==== SUPPLIED DATA

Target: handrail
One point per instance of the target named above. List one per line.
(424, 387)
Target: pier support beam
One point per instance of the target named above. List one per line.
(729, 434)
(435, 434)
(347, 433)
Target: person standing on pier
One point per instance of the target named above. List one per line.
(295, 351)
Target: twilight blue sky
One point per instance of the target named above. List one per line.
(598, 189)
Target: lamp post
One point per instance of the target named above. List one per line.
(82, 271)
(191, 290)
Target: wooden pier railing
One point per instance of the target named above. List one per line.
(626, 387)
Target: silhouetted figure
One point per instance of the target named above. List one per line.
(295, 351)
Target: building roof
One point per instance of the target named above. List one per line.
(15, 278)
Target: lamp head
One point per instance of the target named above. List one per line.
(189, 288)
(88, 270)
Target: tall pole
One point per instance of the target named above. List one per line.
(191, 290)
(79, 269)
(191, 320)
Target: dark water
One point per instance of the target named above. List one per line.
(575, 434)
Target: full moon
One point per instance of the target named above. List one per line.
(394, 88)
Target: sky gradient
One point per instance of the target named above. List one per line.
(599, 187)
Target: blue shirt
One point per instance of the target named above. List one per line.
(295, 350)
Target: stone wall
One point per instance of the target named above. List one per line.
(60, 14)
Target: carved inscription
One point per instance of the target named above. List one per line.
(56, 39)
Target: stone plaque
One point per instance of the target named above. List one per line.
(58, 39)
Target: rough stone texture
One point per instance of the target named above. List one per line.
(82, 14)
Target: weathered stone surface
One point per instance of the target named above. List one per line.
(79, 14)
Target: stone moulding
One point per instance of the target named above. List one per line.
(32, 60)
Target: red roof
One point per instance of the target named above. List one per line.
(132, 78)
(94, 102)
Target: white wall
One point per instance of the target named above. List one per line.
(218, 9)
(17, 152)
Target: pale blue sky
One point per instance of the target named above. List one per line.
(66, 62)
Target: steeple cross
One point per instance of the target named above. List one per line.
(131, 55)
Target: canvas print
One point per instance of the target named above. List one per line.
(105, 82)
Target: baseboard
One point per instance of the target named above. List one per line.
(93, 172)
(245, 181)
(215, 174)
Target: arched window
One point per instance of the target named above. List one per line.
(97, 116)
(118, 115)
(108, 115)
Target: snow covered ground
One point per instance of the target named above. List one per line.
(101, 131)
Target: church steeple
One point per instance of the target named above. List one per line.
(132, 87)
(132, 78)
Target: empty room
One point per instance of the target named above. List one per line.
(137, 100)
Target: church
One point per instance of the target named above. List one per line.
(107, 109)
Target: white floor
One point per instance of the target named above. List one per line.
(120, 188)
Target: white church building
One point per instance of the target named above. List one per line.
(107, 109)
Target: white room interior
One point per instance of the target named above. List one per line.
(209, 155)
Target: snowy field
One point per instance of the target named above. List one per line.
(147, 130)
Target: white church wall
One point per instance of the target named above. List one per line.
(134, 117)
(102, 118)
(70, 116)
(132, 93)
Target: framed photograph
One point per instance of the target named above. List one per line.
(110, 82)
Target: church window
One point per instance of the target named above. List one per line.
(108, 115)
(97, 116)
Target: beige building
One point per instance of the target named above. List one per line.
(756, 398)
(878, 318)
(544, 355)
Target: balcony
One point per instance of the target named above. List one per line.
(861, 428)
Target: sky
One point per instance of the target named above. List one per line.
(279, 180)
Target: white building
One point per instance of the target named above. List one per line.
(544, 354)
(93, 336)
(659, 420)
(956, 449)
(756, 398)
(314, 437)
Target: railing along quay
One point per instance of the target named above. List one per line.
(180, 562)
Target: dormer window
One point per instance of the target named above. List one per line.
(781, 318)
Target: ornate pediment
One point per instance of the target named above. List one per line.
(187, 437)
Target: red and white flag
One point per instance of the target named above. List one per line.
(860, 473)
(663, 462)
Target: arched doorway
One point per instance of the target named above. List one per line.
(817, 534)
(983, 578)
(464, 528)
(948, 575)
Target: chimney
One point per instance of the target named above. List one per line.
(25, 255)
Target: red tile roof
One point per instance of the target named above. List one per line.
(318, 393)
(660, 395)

========

TASK STATEMENT:
When you answer, repeat each entry exactly as it appears above.

WORKED SOLUTION:
Target: handrail
One point per instance of the target named above. List one per line.
(424, 387)
Target: pier support beam
One point per instance of the target named above. List one per line.
(729, 434)
(435, 434)
(347, 433)
Target: person standing on pier
One point per instance of the target named above. List one per line.
(295, 351)
Target: twilight blue sky
One point per instance of the target named above. List one per line.
(598, 189)
Target: lamp post
One point per instance of the target named above. List one per line.
(82, 271)
(191, 290)
Target: wooden pier railing
One point per instance of the target named above. List one per line.
(626, 387)
Target: silhouetted figure
One point per instance of the target named above. List one per line.
(295, 351)
Target: building roof
One point per instance of the target named above. List one per line.
(15, 278)
Target: lamp head
One point per instance of the target named above. List one per line.
(189, 288)
(88, 270)
Target: tall pole
One point per instance of the target named above. List one per line.
(191, 290)
(79, 269)
(191, 320)
Target: dark water
One point per instance of the target named above. List one per line.
(575, 434)
Target: full moon
One point per instance of the target named above. List one per line.
(394, 88)
Target: sky gradient
One point per instance of the target named above. List one per line.
(599, 187)
Target: blue shirt
One point per instance of the target named above. List one per line.
(295, 350)
Target: stone wall
One point per instance of the target named above. List one per line.
(60, 14)
Target: carved inscription
One point per instance of the target named above. List one per line.
(56, 39)
Target: stone plaque
One point per instance of the target named above. List one per line.
(58, 39)
Target: rough stone texture
One point per instance of the target named above. List one per line.
(82, 14)
Target: weathered stone surface
One point per instance of the target named above. List one per line.
(79, 14)
Target: stone moulding
One point per instance of the target named above. List one per line.
(32, 60)
Target: red roof
One point per instance of the target named above. List one per line.
(132, 78)
(94, 102)
Target: white wall
One point per instance of the target named above. List one per line.
(218, 9)
(17, 152)
Target: pale blue sky
One point per instance of the target named above. List one per line.
(66, 62)
Target: steeple cross
One point per instance of the target named above. List one per line.
(131, 55)
Target: canvas print
One point per instance of the target named above. List one per line.
(105, 82)
Target: baseboard
One point per instance of the target named above. List one per line.
(93, 172)
(245, 181)
(215, 174)
Target: arched window
One point per instance of the target named above. List one per line.
(97, 116)
(118, 115)
(108, 115)
Target: snow covered ground
One point per instance of the target named above. List one per line.
(101, 131)
Target: church steeple
One point per instance of the target named above. List one per line.
(132, 87)
(132, 78)
Target: empty room
One point per instance of the target named above. List one per line.
(137, 100)
Target: church
One point per instance of the target named above. List one per line.
(107, 109)
Target: white floor
One point per instance of the target named above. List one per line.
(120, 188)
Target: white church building
One point per instance of the target named above. List one per line.
(107, 109)
Target: white room interior
One point per instance of the target named above. List one per line.
(209, 155)
Target: snowy field
One point per instance of the target named above. List one per line.
(147, 130)
Target: white church wall
One point per instance of the target named above. List one per line.
(134, 117)
(102, 118)
(70, 116)
(132, 93)
Target: framed photograph
One point per instance of the target named above. List one per line.
(110, 82)
Target: church window
One point per instance of the target named above. List one per line.
(108, 115)
(97, 116)
Target: beige building
One point per instance of the target named above. List one per line.
(756, 398)
(878, 318)
(544, 355)
Target: balcony
One point per instance of the target named above. List one per line.
(861, 428)
Target: sky
One point per instance of the target named above. List one per line.
(279, 180)
Target: white building
One point per instance of the target named above. List one per line.
(544, 354)
(93, 336)
(659, 420)
(956, 449)
(756, 398)
(314, 437)
Target: railing along quay
One point per instance of the target named above. List one per line.
(180, 562)
Target: dormer window
One point per instance of the target named above. List one per line.
(781, 318)
Target: ornate pediment
One point per instance of the target named above. List one per line.
(187, 437)
Target: red and white flag
One point per instance of the target named above. List one per line.
(860, 473)
(663, 462)
Target: arched doorway
One point per instance of the target named above. List one per line.
(817, 534)
(983, 578)
(464, 528)
(948, 575)
Target: chimney
One point per instance of the target named above. List one per line.
(25, 255)
Target: red tile roof
One point per instance of the target named above. List one per line.
(318, 393)
(660, 395)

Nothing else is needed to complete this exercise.